Given the listing below, write out exactly the lines starting with the line that has "Annotate vertical tent" and going on through the line that has "Annotate grey tent", both kept.

**DATA SUPPLIED:**
* * *

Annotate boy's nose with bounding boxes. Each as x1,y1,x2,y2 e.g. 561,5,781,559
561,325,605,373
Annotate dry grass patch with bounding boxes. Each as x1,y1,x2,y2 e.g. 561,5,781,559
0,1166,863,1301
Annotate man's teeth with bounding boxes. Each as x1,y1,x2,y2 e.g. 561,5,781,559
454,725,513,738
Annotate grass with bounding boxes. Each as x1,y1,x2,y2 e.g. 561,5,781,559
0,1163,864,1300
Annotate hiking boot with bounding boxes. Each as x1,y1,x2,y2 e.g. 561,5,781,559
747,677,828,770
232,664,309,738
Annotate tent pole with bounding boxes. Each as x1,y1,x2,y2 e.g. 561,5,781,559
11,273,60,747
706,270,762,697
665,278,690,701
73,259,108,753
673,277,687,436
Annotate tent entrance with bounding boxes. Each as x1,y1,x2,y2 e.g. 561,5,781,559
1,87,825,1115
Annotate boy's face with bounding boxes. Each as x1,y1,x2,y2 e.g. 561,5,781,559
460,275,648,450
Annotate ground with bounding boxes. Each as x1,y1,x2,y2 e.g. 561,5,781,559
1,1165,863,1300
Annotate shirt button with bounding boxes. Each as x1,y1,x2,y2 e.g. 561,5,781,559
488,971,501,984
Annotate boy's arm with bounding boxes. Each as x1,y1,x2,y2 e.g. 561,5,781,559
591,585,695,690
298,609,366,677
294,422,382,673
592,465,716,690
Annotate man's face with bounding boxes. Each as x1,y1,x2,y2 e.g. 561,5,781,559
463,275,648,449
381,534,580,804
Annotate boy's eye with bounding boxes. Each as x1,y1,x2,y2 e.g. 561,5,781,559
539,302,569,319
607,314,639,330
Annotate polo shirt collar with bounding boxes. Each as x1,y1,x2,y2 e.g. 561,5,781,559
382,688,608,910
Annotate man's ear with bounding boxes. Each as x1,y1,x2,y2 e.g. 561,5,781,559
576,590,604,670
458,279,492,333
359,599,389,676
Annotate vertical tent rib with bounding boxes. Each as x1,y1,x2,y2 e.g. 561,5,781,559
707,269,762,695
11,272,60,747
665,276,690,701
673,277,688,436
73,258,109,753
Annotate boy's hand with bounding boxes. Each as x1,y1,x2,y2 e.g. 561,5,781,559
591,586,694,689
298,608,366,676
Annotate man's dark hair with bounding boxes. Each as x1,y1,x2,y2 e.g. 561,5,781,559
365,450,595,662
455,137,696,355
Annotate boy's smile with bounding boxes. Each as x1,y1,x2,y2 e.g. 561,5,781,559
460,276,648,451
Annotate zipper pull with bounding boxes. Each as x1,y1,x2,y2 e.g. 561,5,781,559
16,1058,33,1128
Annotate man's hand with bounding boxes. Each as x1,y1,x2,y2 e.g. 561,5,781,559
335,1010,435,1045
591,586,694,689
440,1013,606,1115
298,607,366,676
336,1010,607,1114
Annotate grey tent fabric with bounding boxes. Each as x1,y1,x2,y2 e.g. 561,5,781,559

* * *

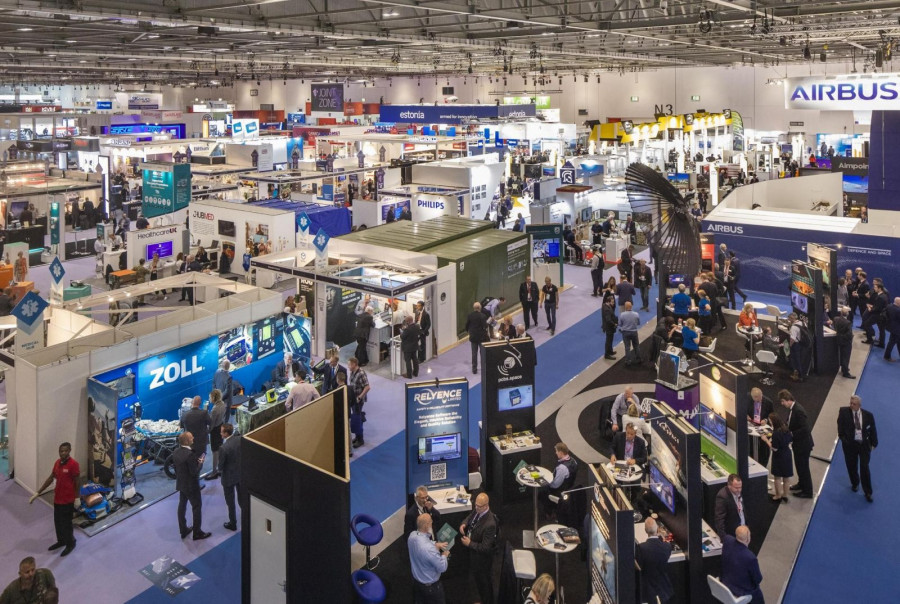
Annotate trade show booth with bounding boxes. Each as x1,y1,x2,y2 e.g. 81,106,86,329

* * *

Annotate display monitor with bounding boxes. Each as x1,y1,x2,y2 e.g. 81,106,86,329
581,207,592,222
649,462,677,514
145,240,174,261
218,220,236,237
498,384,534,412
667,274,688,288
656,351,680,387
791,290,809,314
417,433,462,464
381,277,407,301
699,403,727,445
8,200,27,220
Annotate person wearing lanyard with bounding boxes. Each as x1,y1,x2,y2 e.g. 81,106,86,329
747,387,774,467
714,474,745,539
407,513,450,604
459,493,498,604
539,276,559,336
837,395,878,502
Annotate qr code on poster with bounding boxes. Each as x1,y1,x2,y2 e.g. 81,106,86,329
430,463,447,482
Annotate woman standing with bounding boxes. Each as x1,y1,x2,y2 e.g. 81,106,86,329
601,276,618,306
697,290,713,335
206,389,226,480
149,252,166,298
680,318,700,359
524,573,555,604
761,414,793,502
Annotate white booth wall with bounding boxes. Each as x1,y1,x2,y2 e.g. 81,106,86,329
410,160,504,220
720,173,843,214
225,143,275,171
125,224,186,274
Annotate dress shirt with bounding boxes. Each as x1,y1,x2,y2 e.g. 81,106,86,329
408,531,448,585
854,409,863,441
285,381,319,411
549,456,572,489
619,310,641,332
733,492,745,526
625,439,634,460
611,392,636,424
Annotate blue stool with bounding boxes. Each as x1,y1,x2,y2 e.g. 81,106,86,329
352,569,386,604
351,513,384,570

* * *

**RESPONSE AREA:**
Annotate vertical tent rib with bounding boxes. Each as x1,y1,x2,y2 e.g. 561,5,781,559
707,269,762,695
11,272,60,747
665,276,690,701
673,277,688,436
73,258,109,753
Annotate boy's hand with bounding boxes. Each as x1,y1,x2,y2 e.g. 561,5,781,559
591,586,694,689
298,608,366,676
Annotate man's dark hair with bounding boxes. Each as x1,y1,x2,y2 e.g. 561,5,781,559
365,450,595,662
455,137,696,355
Annotate boy's smile with bounding boxes. Each as x1,y1,x2,y2 e.g. 561,5,781,559
460,276,648,451
Annotate zipper pull with bounding boxes. Each as x1,y1,x2,y2 e.g. 561,5,781,559
16,1058,33,1128
Annotate man's hand with bounding boxes. Each as x1,y1,x2,y2 e.g. 561,5,781,559
335,1010,435,1045
591,586,694,689
440,1013,606,1115
298,607,366,676
336,1010,607,1114
Annotate grey tent fabric with bounding boxes. Each as x1,y1,x2,y2 e.g. 561,5,781,559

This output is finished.